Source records
=====

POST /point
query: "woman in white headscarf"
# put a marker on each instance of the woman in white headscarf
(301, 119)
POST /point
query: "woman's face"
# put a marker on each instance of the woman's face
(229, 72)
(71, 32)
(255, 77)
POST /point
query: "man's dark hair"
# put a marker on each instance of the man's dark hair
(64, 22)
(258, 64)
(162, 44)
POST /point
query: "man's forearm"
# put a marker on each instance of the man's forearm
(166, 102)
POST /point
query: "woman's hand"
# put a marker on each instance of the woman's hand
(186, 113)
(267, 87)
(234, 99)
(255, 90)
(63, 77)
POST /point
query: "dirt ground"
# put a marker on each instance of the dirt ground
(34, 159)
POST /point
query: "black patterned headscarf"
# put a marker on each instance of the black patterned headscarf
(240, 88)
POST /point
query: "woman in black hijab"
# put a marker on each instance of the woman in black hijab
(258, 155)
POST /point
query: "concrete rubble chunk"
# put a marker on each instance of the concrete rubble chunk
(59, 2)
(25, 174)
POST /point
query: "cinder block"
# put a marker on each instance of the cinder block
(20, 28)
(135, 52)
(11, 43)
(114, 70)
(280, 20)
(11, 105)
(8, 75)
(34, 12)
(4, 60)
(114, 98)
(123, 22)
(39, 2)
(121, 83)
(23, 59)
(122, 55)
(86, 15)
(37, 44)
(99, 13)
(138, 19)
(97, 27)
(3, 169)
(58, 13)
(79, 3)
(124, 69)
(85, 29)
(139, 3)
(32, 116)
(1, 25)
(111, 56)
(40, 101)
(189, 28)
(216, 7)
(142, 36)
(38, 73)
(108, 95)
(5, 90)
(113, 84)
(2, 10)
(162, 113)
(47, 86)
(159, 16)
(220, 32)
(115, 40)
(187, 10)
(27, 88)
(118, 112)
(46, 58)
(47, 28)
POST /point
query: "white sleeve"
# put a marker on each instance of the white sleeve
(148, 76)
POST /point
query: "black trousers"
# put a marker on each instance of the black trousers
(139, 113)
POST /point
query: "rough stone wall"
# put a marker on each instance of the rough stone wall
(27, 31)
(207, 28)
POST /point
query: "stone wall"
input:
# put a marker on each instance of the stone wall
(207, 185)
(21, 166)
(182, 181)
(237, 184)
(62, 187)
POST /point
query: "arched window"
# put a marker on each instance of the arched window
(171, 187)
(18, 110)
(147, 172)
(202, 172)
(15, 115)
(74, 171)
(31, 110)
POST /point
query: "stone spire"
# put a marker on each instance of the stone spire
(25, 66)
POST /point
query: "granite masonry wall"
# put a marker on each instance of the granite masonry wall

=====

■ **Aim of the task**:
Retype each record above so that every word stays exactly the same.

■ **Solution to this task**:
POST /point
query: "woman in white headscarf"
# put a marker on each instance of the woman in white headscarf
(301, 119)
POST /point
query: "woman's face"
# put a marker on each instance of the woman's face
(229, 72)
(71, 32)
(255, 77)
POST /point
query: "man's dark hair"
# put a marker on each instance of the man's dark hair
(64, 22)
(258, 64)
(162, 44)
POST /point
query: "man's forearm"
# put a marker on each instance of the man's forearm
(166, 102)
POST /point
query: "woman's hand"
# put a marker on each instance of the woman's hand
(186, 113)
(267, 87)
(234, 99)
(255, 90)
(63, 77)
POST /point
query: "dirt ground"
# put a marker on each instance of the dirt ground
(34, 159)
POST /point
query: "black patterned headscarf"
# put a marker on each instance of the black patterned headscarf
(240, 88)
POST /point
query: "woman in black hijab"
# put a marker on each instance of the woman in black hijab
(258, 155)
POST /point
query: "concrete rubble chunk"
# put a marker on each instance of the concrete rubble chunk
(59, 2)
(25, 174)
POST /point
query: "cinder block"
# put a marker on each instance of the cinder block
(20, 28)
(135, 52)
(11, 43)
(114, 70)
(280, 20)
(11, 105)
(8, 75)
(34, 12)
(4, 60)
(114, 98)
(123, 22)
(39, 2)
(121, 83)
(23, 59)
(122, 55)
(86, 15)
(37, 44)
(99, 13)
(138, 19)
(97, 27)
(3, 169)
(58, 13)
(79, 3)
(124, 69)
(85, 29)
(139, 3)
(32, 116)
(1, 25)
(111, 56)
(40, 101)
(189, 28)
(216, 7)
(142, 36)
(38, 73)
(108, 95)
(5, 90)
(113, 84)
(2, 10)
(162, 113)
(47, 86)
(159, 16)
(220, 32)
(115, 40)
(187, 10)
(27, 88)
(118, 112)
(46, 58)
(47, 28)
POST /point
query: "white sleeve"
# put a marker on each instance of the white sleeve
(148, 76)
POST /point
query: "black trousers"
# put a marker on each instance of the black trousers
(139, 113)
POST /point
query: "rough stone wall"
# put a marker on each instance of the rough stone wall
(27, 31)
(207, 28)
POST /point
query: "stone wall"
input:
# put a marker on each instance of the stone wall
(207, 185)
(21, 166)
(182, 181)
(237, 184)
(62, 187)
POST /point
query: "arched window"
# put a marker on each instance of the arched window
(171, 187)
(18, 110)
(147, 172)
(202, 172)
(15, 115)
(74, 171)
(31, 110)
POST /point
query: "stone spire"
# put a marker on each instance of the stone spire
(25, 66)
POST /point
query: "granite masonry wall"
# put a marker on each instance of the granite masonry wall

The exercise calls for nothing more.